実施事項:
**1.** 宮脇俊三についての文章で、宮脇俊三の執筆時期を指す語をすべて挙げてください。
**2.** 宮脇俊三についての文章に基づき、次の問いに答えてください。
(a) 宮脇俊三が亡くなったのは何年ですか。
(b) 筆者が宮脇俊三の著書に初めて出会ったのはいつですか。
(c) 本書は何を寄せ集めたものですか。
**3.** 宮脇俊三についての文章を、最後の文の後から書き進めてください。

提示文:
◆ ◆ ◆ ◆ ◆

終着駅 宮脇俊三
2003年に宮脇俊三が亡くなったとき、もうこれで永遠に、氏の書いた文章で、未見のものに接することはないのだ、とひどく悲しくなった。これからは、今まで何度も読み返してきたものを、また再読していくしかないのだ、と思った。
宮脇俊三の著書に初めて出会ったのは小学生のときで、まだ意味のわからない語句や読めない漢字もいっぱいあったが、それでものめり込んで読み、それまで刊行されていたものはすべて買い集め、それからは新刊が出るのを常に心待ちにしていた。そして、何度も何度も読み返した。
晩年の作品はかなり枯れていて、往時のような天馬空を行く文章の妙は味わえなくなったが、それでも新刊が出るたびに買い続けていた。今でも一番気に入っている作品は初期から中期にかけてのものだが、一人の作家の全作品を、刊行とほぼリアルタイムで接してきた作家は宮脇俊三だけだった。
だから、本書を書店で見つけたときは、なんだこれは! と非常に驚いた。あちこちで書いた単行本未収録を寄せ集めたものだが、初出一覧をみると、初期から中期のまさに油がのって絶頂期の頃のものが集まっていた。

◆ ◆ ◆ ◆ ◆

データ抜粋:
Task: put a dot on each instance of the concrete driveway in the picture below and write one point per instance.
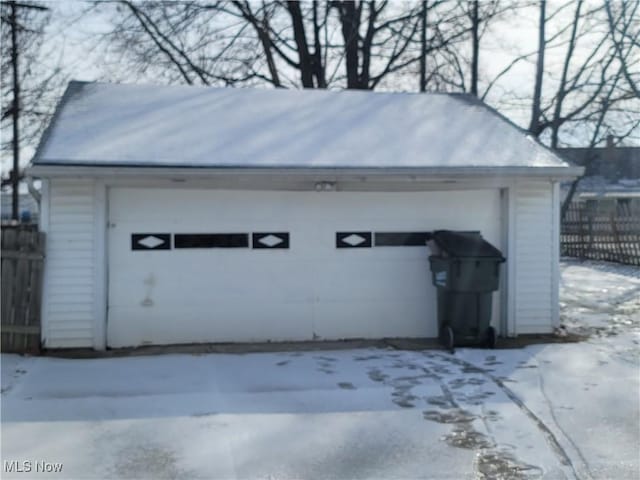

◆ ◆ ◆ ◆ ◆

課題の解答:
**1.** 晩年、往時、初期、中期、絶頂期

**2.**
(a) 2003年
(b) 小学生のとき
(c) あちこちで書いた単行本未収録のもの

**3.**
まさか宮脇俊三の未見の文章が読めるとはと、とにかく嬉しくて、最初の1ページをめくることさえもったいなくて、その1ページを何度も読み返した。こんなウブな読書も久しぶりだと思った。
夢中で読んで、1日で読み終えてしまった。また、喪失感が出た。帯に記されているように、今度こそ「最後の随筆集」だろう。本書のタイトルのごとく「終着駅」なのだった。
だが、最後に想像してなかった誤算があった。
巻末の解説に、氏の長女である宮脇灯子氏の寄稿があった。灯子氏は、「あの宮脇俊三の娘」ということで、ここ数年の間に、俊三氏のことや、俊三氏の意思を継いだ鉄道や旅行の著作あるいは寄稿を重ねており、もちろん彼女の著書は購入して読んでいた。ただ、率直に言わせてもらうと、文章力・観察眼・問題意識・教養その他で、父の超絶技巧的な冴えとはさすがに比べようもなく、「宮脇俊三の娘」でなければ、なかなか通用しなそうな面も散見された。
が、本書の解説文は、非常に完成度が高かった。シンプルだが気が効いていて、ちょっとした問題提起もあって、だが全体はさりげなくユーモラス、そう、俊三氏のDNAを垣間見た。
灯子氏の文章は、明らかに鍛えられ、成長していた。もっと読んでみたい、と思わせる文章だった。
宮脇俊三の作品は、本書で今度こそ本当の「終着駅」だ。だが、新しい線路が、その先に続こうとしていた。
まことに慶賀の至り。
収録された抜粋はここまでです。